TASK TO COMPLETE: The result should be an exact copy of the lines from the one with "Where can you see the side" through the last line of the data below, both included.

RECORDED INFORMATION:
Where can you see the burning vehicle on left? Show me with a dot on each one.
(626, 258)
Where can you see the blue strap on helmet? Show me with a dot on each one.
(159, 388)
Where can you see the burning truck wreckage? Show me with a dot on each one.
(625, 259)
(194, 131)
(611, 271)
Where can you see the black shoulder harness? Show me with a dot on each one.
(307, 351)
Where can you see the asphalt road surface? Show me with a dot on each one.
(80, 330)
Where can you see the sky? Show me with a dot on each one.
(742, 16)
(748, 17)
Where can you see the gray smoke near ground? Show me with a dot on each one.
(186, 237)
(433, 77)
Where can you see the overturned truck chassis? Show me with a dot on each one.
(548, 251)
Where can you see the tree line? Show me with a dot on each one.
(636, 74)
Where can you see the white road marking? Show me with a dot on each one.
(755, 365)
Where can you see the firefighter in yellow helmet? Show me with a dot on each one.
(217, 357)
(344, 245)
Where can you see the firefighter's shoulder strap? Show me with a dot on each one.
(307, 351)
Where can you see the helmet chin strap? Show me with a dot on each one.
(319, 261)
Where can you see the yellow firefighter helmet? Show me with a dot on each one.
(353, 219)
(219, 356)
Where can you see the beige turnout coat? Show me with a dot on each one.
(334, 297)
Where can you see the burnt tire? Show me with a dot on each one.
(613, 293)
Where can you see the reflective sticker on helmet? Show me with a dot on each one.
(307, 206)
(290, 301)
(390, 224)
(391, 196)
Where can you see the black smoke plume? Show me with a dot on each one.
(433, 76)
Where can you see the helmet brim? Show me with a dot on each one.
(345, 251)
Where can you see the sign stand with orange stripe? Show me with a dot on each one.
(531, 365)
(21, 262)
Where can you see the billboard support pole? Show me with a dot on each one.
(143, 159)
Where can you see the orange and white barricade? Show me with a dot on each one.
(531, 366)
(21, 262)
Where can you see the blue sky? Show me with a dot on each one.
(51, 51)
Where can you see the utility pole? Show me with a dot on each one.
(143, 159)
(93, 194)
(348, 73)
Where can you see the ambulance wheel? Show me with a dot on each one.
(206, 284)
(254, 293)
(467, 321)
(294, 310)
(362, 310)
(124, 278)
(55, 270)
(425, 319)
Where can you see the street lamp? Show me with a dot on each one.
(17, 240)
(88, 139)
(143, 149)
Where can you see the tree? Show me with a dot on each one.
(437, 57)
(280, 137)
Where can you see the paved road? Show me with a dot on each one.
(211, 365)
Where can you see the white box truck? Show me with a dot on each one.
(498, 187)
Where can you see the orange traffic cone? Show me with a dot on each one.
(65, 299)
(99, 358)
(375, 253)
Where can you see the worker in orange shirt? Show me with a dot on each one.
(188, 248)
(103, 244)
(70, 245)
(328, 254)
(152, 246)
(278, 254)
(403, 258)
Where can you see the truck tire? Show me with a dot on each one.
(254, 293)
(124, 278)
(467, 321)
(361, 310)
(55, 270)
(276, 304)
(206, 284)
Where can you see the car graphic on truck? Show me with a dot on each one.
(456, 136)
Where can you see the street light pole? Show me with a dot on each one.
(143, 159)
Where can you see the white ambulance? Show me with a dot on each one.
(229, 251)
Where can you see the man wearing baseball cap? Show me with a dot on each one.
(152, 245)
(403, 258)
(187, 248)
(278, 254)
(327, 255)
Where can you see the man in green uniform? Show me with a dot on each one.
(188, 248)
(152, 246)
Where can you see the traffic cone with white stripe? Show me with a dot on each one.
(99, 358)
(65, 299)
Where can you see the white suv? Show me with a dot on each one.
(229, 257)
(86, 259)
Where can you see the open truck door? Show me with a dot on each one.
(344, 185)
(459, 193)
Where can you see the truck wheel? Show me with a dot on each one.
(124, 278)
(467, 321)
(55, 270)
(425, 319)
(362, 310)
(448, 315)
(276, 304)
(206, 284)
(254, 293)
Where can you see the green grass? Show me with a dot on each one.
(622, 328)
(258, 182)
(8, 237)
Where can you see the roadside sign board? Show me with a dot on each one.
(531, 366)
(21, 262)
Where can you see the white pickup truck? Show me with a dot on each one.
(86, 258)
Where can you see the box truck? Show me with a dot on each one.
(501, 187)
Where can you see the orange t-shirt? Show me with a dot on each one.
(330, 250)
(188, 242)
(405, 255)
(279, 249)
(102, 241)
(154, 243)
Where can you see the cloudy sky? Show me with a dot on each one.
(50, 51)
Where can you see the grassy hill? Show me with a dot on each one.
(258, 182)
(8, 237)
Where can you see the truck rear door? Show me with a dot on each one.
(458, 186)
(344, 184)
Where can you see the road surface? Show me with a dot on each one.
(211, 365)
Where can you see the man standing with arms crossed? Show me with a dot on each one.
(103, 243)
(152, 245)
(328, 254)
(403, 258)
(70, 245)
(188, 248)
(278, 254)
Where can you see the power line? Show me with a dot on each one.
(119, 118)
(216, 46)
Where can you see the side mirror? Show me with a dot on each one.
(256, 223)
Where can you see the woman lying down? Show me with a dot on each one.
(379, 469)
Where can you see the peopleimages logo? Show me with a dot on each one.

RESULT FOR THIS TASK:
Where can you see the side mirror? Show me with a dot on each one.
(256, 223)
Where can you see the woman lying down? Show me with a dot on each one.
(379, 469)
Where can you see the peopleimages logo? Show me with a dot on each one.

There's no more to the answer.